--- Start ---

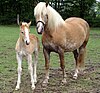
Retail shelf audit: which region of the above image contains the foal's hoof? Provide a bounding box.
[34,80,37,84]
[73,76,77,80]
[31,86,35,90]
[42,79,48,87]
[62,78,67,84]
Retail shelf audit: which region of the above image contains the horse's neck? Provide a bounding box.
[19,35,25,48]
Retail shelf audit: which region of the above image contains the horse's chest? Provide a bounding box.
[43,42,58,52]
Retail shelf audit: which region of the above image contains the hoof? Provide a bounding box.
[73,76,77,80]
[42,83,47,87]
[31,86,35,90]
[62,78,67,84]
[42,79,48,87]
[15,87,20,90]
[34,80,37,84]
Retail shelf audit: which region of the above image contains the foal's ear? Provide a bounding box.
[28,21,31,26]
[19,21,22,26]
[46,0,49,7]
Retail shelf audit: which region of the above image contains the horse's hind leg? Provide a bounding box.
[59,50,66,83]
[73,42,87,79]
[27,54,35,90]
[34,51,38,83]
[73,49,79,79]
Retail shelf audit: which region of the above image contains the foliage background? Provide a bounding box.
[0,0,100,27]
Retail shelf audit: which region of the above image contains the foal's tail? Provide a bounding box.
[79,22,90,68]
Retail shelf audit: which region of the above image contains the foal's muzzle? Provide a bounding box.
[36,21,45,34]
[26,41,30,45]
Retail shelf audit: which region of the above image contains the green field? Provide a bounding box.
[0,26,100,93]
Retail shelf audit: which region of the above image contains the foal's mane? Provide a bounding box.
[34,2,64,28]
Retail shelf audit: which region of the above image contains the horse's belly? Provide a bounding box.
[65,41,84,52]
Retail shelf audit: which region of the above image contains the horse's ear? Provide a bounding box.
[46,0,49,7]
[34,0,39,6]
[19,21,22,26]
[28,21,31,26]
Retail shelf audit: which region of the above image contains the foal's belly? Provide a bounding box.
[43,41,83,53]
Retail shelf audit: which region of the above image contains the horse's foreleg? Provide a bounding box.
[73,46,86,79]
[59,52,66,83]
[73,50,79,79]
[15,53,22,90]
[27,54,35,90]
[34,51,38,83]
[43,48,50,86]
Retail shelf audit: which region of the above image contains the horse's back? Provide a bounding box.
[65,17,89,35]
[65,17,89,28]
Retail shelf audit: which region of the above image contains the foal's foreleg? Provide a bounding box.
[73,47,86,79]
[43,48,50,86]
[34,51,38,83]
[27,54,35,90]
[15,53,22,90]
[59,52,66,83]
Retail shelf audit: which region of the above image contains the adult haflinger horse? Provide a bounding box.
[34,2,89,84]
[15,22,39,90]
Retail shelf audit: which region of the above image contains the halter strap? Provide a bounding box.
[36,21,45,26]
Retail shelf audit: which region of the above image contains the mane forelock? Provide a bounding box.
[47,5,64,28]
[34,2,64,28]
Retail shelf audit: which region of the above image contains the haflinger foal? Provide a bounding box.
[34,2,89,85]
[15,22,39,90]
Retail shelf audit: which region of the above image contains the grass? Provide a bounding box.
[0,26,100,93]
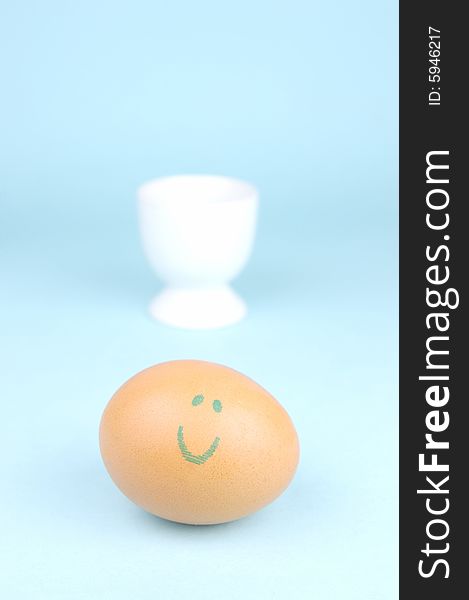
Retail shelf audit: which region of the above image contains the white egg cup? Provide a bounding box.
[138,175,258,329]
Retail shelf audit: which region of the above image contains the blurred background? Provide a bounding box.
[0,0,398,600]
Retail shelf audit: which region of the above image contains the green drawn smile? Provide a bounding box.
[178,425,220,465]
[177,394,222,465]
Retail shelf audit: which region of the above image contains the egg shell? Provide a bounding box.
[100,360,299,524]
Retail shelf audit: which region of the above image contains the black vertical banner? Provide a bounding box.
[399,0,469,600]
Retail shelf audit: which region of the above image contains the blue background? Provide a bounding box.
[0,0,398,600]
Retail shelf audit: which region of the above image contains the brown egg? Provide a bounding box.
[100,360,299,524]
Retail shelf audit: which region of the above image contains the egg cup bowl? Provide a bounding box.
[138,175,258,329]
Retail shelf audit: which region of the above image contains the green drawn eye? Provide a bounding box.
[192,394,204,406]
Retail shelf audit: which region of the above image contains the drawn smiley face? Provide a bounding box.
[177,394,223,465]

--- End ---
--- Start ---

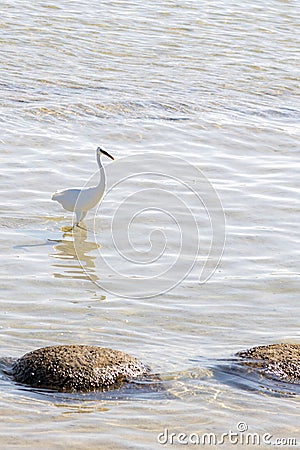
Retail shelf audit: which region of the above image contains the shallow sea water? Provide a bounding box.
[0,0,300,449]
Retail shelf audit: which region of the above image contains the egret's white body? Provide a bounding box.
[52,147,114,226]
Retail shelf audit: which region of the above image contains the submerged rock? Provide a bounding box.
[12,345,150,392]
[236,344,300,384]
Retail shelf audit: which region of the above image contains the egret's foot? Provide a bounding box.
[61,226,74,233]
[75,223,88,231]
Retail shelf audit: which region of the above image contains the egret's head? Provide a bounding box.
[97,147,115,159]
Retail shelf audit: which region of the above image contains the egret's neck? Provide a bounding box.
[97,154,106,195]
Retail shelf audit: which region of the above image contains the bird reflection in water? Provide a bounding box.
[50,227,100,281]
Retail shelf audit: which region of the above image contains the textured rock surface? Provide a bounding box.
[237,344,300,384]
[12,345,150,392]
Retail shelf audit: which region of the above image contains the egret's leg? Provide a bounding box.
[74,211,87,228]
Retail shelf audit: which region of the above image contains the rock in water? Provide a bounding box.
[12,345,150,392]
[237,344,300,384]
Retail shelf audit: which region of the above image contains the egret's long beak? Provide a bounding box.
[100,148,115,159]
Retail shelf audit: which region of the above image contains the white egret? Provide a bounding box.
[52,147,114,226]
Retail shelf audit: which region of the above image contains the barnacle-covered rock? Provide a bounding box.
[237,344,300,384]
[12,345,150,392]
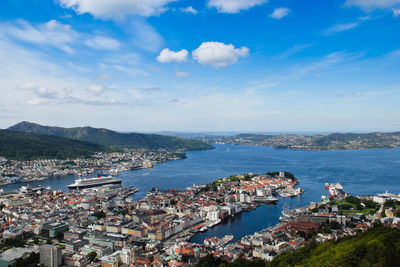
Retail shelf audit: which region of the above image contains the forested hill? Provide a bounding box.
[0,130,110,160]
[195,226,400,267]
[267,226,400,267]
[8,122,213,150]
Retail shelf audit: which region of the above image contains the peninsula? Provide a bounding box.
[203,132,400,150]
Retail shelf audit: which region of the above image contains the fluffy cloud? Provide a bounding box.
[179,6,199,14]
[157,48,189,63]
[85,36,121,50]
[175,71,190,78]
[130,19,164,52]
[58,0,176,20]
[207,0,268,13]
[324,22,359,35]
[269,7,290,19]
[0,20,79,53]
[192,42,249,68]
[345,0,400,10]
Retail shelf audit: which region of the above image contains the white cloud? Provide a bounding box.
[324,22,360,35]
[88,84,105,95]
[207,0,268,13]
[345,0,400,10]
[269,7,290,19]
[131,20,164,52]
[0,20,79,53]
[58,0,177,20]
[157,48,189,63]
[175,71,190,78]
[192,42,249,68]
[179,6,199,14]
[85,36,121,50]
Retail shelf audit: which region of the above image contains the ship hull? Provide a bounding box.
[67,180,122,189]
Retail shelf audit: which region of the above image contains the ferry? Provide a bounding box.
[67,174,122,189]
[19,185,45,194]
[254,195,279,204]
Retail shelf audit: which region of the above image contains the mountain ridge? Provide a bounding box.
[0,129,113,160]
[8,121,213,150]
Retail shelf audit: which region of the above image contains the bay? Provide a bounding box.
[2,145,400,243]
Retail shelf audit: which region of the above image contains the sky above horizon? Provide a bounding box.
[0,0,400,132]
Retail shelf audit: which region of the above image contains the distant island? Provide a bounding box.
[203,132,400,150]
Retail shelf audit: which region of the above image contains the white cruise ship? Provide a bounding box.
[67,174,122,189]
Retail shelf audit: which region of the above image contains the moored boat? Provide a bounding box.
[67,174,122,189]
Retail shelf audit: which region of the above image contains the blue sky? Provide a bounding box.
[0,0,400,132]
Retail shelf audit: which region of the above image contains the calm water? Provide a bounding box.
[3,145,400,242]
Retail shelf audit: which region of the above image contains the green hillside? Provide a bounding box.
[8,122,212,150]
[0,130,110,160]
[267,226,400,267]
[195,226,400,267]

--- End ---

[STATED TASK]
Print the records again without changes, starting at the line that contains "egret's leg? Provide a bounding box." and ending after the line that contains "[254,195,279,204]". Omit the pictures.

[EXERCISE RESULT]
Retail shelf audit: which region of the above image contains the egret's leg? Provide a bounding box.
[74,211,87,228]
Retail shelf audit: which region of the above image contains the rock in water? Provide a bounding box.
[12,345,150,392]
[237,344,300,384]
Retail shelf audit: which region of the above image contains the egret's long beak? Provide a bounding box.
[100,148,115,159]
Retail shelf audit: which region of the above image contains the white egret? Provide a bounding box.
[52,147,114,226]
Retail shelf audit: which region of the above image contains the barnacle-covered rock? Provide a bounding box.
[237,344,300,384]
[12,345,150,392]
Retail shelf audit: which region of the above image contains the forested hill? Provide a bounding box.
[0,130,110,160]
[195,226,400,267]
[267,226,400,267]
[8,122,213,150]
Retail shelf audit: which region of the above image contains the peninsula? Provide a bounding box.
[203,132,400,150]
Retail shelf audit: which region of the above image contains the fluffy cloud? Provide a bounding box.
[179,6,199,14]
[157,48,189,63]
[85,36,121,50]
[175,71,190,78]
[130,19,164,52]
[58,0,176,20]
[207,0,268,13]
[324,22,359,35]
[269,7,290,19]
[0,20,79,53]
[192,42,249,68]
[345,0,400,10]
Retail shelf audit: which region of the above image contains the white cloud? Provide a bounding box.
[324,22,360,35]
[88,84,105,95]
[207,0,268,13]
[345,0,400,10]
[269,7,290,19]
[131,20,164,52]
[0,20,79,53]
[58,0,177,20]
[157,48,189,63]
[175,71,190,78]
[192,42,249,68]
[179,6,199,14]
[85,36,121,50]
Retail shelf audit: which region of the above image contains the ship hull? Provide a bounding box.
[67,180,122,189]
Retail shelf audit: which region of the above image contains the ferry? Provide a bounding box.
[67,174,122,189]
[19,185,45,194]
[254,195,279,204]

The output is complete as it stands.